### [Provided information]
----
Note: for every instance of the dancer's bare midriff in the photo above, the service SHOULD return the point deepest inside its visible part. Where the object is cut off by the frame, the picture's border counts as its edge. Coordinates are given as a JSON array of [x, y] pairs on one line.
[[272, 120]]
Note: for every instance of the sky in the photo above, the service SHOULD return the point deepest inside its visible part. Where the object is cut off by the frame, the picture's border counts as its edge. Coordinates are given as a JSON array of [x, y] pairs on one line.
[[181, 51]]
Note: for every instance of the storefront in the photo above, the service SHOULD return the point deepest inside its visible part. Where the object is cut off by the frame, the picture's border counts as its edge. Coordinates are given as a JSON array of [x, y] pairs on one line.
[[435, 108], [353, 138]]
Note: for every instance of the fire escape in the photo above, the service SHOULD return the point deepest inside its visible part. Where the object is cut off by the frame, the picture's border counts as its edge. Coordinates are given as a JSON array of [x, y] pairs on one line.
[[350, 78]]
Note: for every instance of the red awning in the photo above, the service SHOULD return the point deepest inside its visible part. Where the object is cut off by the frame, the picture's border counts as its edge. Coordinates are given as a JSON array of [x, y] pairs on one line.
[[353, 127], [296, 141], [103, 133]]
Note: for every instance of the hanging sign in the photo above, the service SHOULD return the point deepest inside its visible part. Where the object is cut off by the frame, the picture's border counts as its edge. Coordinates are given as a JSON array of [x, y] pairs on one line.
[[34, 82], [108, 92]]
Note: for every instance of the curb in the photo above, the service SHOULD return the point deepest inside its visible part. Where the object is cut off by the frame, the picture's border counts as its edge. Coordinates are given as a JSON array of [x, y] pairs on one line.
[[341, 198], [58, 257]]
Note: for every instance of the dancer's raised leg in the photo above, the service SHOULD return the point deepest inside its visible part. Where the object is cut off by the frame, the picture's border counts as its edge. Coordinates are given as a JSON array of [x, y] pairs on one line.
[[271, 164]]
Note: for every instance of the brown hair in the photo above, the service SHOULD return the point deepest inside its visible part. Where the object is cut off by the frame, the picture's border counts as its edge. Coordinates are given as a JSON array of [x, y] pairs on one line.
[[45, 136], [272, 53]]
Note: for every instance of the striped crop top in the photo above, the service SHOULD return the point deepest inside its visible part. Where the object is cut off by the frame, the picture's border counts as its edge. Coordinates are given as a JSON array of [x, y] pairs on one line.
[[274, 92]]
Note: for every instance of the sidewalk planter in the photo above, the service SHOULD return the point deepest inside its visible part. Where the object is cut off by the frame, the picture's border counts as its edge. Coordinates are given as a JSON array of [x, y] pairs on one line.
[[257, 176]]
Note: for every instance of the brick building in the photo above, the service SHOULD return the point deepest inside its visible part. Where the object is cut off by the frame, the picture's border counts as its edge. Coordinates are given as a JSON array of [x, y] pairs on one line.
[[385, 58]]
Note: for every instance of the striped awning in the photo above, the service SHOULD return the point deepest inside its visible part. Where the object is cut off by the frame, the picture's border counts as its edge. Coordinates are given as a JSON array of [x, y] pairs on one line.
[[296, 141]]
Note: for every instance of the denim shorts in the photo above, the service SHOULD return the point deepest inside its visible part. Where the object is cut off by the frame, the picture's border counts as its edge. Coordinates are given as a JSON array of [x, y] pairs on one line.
----
### [Task goal]
What is wanted is the full set of entries above, reproduced exactly.

### [Answer section]
Note: for every instance of the dancer's bare midriff in the photo above, the service SHOULD return the point deepest inside its visible part. Where the object is cut off by the frame, the picture's border counts as its edge. Coordinates are given as a JSON array of [x, y] pairs on one line.
[[272, 120]]
Note: for every instance of the sky in the photo above, the service SHOULD return the point deepest inside its visible part. Where the object is cut off by the frame, the picture's border counts as its edge. Coordinates are given as a JSON array of [x, y] pairs on one line.
[[181, 51]]
Note: for every instance of the storefront in the photo above, the service SHOULD return the point deepest inside its visible part. Where the object is cut off by the frame, the picture's border counts as its edge. Coordinates are given as a JSON array of [x, y] pairs on one line.
[[435, 108], [353, 138]]
Note: for every instance of the fire escape in the photo above, the service SHOULD return the point deepest inside its visible part. Where the object is cut off by the frame, the picture's border counts as its edge. Coordinates are given as a JSON array of [x, y] pairs on one line.
[[350, 78]]
Note: for every instance of the red awning in the photo above, the service SHOULD return the point deepest inside its visible part. Where the object is cut off by the frame, the picture's border counts as its edge. Coordinates are given as a JSON array of [x, y] pairs on one line.
[[353, 127], [296, 141], [103, 133]]
Note: for every instance of the hanging sign in the photo above, the service SHOULD return the point deepest inside its visible part. Where the object is cut off by the frame, the picture's border counts as its edge. Coordinates are given as a JSON array of [x, y] pairs on one line.
[[34, 82], [108, 92]]
Note: for every instance of the curb in the photo above, the service SHOULD return the point deepest inside its visible part. Where the object is cut off by the frame, the picture's border counts as its edge. Coordinates are given as a JSON array of [x, y] pairs on one line.
[[341, 198], [58, 257]]
Note: for every instance of the dancer's raised leg in the photo above, the service SHOULD return the point deepest inside its visible part. Where the object is cut off by the frame, the picture's border counts as its edge. Coordinates are given as a JSON array of [x, y] pairs on one line.
[[271, 164]]
Note: for every instance of the brown hair in the photo above, the service SHOULD return the point deepest inside its visible part. Where the object is cut off by the frame, the picture's border counts as its edge. Coordinates are given as a JSON array of [x, y] pairs on one line.
[[45, 136], [272, 53]]
Note: for every instance of the striped crop top in the photo above, the service SHOULD return the point deepest inside its visible part. Where the object is cut off by the frame, the picture's border counts as its edge. Coordinates are given as a JSON array of [x, y] pairs on one line.
[[274, 92]]
Note: for every instance of the sidewalk planter in the photo above, the service SHOULD return the point deepest inside its visible part. Where the object is cut off by the frame, the picture's border counts as its edge. Coordinates are given as a JSON array of [x, y] pairs on one line.
[[257, 176]]
Note: for every instance of the brick building in the photo above, the service SHOULD return the point deepest inside its visible part. Where the object is cut off by the frame, the picture's border counts as its edge. Coordinates are given as a JSON array of [x, y] pairs on one line.
[[385, 58]]
Note: for every instance of the striped awning in the photo above, the service SHOULD return the point deepest inside its visible part. Where the object is cut off by the frame, the picture's border counts as its edge. Coordinates are given as a JSON array of [x, y] pairs on one line.
[[296, 141]]
Note: for every instance of the denim shorts in the photo above, the service SHOULD return the point deepest inside its visible part. Where the object is cut off by the frame, the picture's border counts as its edge. Coordinates are given as a JSON array of [x, y] pairs on one line.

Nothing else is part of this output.